COSA SI CHIEDE: Elenca tutte le righe dei record in cui compare la stringa "query".

DATI DI PARTENZA:
┌──

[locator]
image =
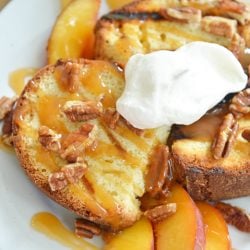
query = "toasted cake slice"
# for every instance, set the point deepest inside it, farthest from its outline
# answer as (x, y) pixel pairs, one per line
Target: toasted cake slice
(149, 25)
(206, 176)
(76, 148)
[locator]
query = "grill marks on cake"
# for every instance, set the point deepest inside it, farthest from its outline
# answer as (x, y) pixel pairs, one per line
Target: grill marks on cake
(51, 114)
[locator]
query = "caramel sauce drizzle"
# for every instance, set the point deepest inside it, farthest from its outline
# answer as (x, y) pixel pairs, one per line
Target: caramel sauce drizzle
(17, 78)
(49, 225)
(5, 147)
(64, 3)
(49, 109)
(113, 4)
(205, 128)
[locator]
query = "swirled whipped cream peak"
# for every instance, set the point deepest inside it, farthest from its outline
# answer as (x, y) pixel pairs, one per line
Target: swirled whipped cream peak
(178, 87)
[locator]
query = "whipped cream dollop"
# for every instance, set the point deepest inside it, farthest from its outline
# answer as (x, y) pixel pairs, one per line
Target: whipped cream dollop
(178, 87)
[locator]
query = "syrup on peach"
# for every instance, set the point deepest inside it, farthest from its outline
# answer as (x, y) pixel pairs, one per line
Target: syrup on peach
(217, 236)
(72, 35)
(183, 230)
(138, 237)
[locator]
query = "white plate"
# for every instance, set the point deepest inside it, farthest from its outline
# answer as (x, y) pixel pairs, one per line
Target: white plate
(25, 27)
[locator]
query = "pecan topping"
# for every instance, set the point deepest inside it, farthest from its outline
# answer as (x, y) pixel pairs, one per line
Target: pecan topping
(69, 75)
(111, 117)
(240, 104)
(158, 178)
(85, 228)
(49, 139)
(70, 173)
(75, 171)
(161, 212)
(235, 216)
(220, 26)
(75, 143)
(79, 111)
(226, 137)
(237, 45)
(7, 136)
(6, 105)
(183, 14)
(57, 181)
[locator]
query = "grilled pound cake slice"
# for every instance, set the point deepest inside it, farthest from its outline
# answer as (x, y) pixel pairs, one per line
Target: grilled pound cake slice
(150, 25)
(76, 148)
(205, 175)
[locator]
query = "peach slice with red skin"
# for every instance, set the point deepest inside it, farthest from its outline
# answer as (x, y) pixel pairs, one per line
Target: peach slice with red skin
(217, 235)
(139, 236)
(73, 32)
(183, 230)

└──

RISPOSTA FINALE:
query = "toasted cake slice"
query = "grill marks on cake"
query = "caramel sauce drizzle"
query = "swirled whipped cream peak"
query = "whipped cream dollop"
query = "syrup on peach"
query = "white plate"
query = "pecan topping"
query = "grilled pound cake slice"
query = "peach slice with red skin"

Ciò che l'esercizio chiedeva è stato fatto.